Description of the task:
Print the listing below exactly.

__________

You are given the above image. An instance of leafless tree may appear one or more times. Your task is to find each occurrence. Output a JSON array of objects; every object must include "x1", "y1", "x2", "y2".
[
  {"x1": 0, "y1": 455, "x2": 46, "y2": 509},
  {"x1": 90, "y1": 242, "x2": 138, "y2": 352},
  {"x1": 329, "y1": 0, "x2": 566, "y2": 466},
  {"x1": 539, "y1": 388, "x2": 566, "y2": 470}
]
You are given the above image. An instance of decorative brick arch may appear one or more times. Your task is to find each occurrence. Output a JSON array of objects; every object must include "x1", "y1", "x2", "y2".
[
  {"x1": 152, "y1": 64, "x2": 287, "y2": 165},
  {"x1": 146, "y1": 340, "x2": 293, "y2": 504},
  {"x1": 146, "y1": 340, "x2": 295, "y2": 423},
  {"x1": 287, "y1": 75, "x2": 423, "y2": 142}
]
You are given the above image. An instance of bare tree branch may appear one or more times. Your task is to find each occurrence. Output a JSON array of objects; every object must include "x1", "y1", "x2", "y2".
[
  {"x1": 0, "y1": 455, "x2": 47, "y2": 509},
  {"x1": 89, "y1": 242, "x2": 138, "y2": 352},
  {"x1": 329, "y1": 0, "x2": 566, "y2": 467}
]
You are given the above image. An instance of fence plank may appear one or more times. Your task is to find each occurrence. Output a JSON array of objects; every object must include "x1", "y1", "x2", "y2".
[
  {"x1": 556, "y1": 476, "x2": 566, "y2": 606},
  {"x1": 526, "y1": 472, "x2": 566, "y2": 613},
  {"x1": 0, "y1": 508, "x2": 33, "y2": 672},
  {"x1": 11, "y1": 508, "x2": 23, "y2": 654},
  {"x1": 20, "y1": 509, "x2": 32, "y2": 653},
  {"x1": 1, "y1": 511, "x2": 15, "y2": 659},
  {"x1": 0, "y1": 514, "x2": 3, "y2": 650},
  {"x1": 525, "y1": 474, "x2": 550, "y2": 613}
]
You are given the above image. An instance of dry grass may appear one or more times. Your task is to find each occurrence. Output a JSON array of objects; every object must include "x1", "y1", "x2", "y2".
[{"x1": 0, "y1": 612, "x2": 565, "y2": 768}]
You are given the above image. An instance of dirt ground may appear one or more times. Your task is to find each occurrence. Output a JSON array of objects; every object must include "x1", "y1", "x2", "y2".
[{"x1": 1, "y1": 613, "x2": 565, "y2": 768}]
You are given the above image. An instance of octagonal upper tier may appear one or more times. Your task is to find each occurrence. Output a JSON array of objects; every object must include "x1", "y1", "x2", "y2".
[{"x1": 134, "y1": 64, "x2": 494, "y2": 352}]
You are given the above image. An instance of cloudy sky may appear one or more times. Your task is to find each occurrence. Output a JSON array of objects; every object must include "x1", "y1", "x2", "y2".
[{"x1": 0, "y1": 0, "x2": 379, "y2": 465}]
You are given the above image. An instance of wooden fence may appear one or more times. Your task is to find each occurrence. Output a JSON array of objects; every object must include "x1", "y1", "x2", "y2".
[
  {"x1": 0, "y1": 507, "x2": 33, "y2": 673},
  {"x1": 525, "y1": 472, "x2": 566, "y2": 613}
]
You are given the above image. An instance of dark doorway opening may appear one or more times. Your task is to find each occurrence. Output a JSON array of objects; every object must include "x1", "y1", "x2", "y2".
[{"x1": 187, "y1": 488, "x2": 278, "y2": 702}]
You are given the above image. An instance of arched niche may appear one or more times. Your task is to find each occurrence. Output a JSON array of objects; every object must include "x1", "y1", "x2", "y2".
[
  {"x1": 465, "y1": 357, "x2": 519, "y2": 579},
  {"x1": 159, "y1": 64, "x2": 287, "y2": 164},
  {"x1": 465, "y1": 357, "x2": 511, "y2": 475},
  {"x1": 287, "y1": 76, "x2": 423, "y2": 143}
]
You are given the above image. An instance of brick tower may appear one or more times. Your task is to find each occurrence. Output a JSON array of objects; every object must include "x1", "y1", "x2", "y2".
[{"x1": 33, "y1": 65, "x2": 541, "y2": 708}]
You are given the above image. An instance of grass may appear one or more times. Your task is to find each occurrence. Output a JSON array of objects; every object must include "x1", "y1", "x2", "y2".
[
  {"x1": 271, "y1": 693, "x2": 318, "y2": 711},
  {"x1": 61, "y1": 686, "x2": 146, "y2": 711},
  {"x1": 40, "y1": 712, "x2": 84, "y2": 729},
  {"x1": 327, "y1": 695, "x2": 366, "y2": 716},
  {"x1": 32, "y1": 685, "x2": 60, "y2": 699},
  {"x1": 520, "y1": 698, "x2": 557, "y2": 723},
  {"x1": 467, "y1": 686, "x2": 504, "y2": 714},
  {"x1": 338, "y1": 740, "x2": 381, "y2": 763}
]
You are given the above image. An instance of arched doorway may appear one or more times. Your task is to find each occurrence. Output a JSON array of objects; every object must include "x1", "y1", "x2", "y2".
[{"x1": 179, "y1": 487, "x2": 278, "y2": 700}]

__________

Solution to the problem:
You are given the above image. An instance of leafless tree may appear one or more times. Your task is to find each occurrence. Output a JSON array of objects; every object must include "x1", "y1", "x2", "y2".
[
  {"x1": 0, "y1": 455, "x2": 46, "y2": 509},
  {"x1": 90, "y1": 242, "x2": 138, "y2": 352},
  {"x1": 329, "y1": 0, "x2": 566, "y2": 466},
  {"x1": 539, "y1": 388, "x2": 566, "y2": 470}
]
You are given the above image. An instance of decorative brick arch may appear one or more times. Your task is to find each occurrence. Output a JSON array of objects; every object must include "x1", "y1", "x2", "y2".
[
  {"x1": 152, "y1": 64, "x2": 287, "y2": 165},
  {"x1": 146, "y1": 340, "x2": 293, "y2": 504},
  {"x1": 146, "y1": 340, "x2": 295, "y2": 423},
  {"x1": 287, "y1": 75, "x2": 423, "y2": 142}
]
You are given the above image. An instance of bare tree branch may appear one or more times. Your task is to find each occurrence. Output a JSON array of objects; every object must include "x1", "y1", "x2", "y2".
[
  {"x1": 0, "y1": 455, "x2": 47, "y2": 509},
  {"x1": 89, "y1": 242, "x2": 138, "y2": 352},
  {"x1": 329, "y1": 0, "x2": 566, "y2": 467}
]
You are given the above image. An instance of fence plank may appear one or more times. Your task is to find each occurrence. Output a JSON array of objects; every object must include "x1", "y1", "x2", "y2".
[
  {"x1": 556, "y1": 476, "x2": 566, "y2": 606},
  {"x1": 526, "y1": 472, "x2": 566, "y2": 613},
  {"x1": 0, "y1": 508, "x2": 33, "y2": 672},
  {"x1": 11, "y1": 508, "x2": 23, "y2": 654},
  {"x1": 20, "y1": 509, "x2": 32, "y2": 653},
  {"x1": 1, "y1": 511, "x2": 15, "y2": 659},
  {"x1": 0, "y1": 514, "x2": 3, "y2": 650},
  {"x1": 525, "y1": 474, "x2": 550, "y2": 613}
]
You are given the above image. An instance of dry grass may appear one or more times. Your task is to find each occurrence. Output a JSON array of objects; every object must include "x1", "y1", "x2", "y2".
[{"x1": 0, "y1": 612, "x2": 565, "y2": 768}]
You are given the above image. An instance of dirt ground may appear one or more times. Your task is to find each occurrence. Output a JSON array of objects; every object must include "x1", "y1", "x2", "y2".
[{"x1": 1, "y1": 613, "x2": 565, "y2": 768}]
You are given the above image. An instance of octagonal upper tier may appear one or more times. Your task is to find each occurrence. Output a JSON array of objects; every object must include "x1", "y1", "x2", "y2".
[{"x1": 134, "y1": 64, "x2": 494, "y2": 352}]
You are given the above image. An instance of cloudy sky may appear one or more times. Your task is to find each occurrence. Output a JSON array of objects; every object must include "x1", "y1", "x2", "y2".
[{"x1": 0, "y1": 0, "x2": 379, "y2": 465}]
You are given the above image. An instance of wooden fence may appear one or more times. Your task is to find each occurrence. Output a JSON array of objects; every object must include "x1", "y1", "x2", "y2".
[
  {"x1": 0, "y1": 507, "x2": 33, "y2": 673},
  {"x1": 525, "y1": 472, "x2": 566, "y2": 613}
]
You are given the above image. An instance of dark doorway opening may appear one or more times. Your task is to find each occurrence. Output a JSON array of objects; every object must include "x1", "y1", "x2", "y2".
[{"x1": 187, "y1": 488, "x2": 278, "y2": 702}]
You are given the above image. An instance of arched niche may appear one or more times. Your task is to find each occurrence. Output a JSON array of objects; every object must include "x1", "y1", "x2", "y2".
[
  {"x1": 465, "y1": 357, "x2": 519, "y2": 579},
  {"x1": 159, "y1": 64, "x2": 287, "y2": 164},
  {"x1": 465, "y1": 357, "x2": 511, "y2": 475},
  {"x1": 287, "y1": 76, "x2": 423, "y2": 143}
]
You are given the above image. An instance of brick tower may appear one or more times. Your task is to find each occurrence. Output a JSON array of objects; every object must include "x1", "y1", "x2", "y2".
[{"x1": 33, "y1": 65, "x2": 541, "y2": 708}]
You are given the above image. An instance of grass may appear one or more times. Your task is to find each occurrence. Output a JSON array of objects; every object must include "x1", "y1", "x2", "y2".
[
  {"x1": 271, "y1": 693, "x2": 318, "y2": 711},
  {"x1": 61, "y1": 686, "x2": 146, "y2": 711},
  {"x1": 40, "y1": 712, "x2": 84, "y2": 729},
  {"x1": 327, "y1": 695, "x2": 366, "y2": 716},
  {"x1": 32, "y1": 685, "x2": 60, "y2": 699},
  {"x1": 520, "y1": 698, "x2": 557, "y2": 723},
  {"x1": 467, "y1": 686, "x2": 504, "y2": 714},
  {"x1": 338, "y1": 740, "x2": 381, "y2": 763}
]
You are given the above image. An instance of arched doorway may appear one or more times. Your task is to find each occurrence. Output a JSON array of objects; every object must include "x1", "y1", "x2", "y2".
[{"x1": 179, "y1": 487, "x2": 278, "y2": 700}]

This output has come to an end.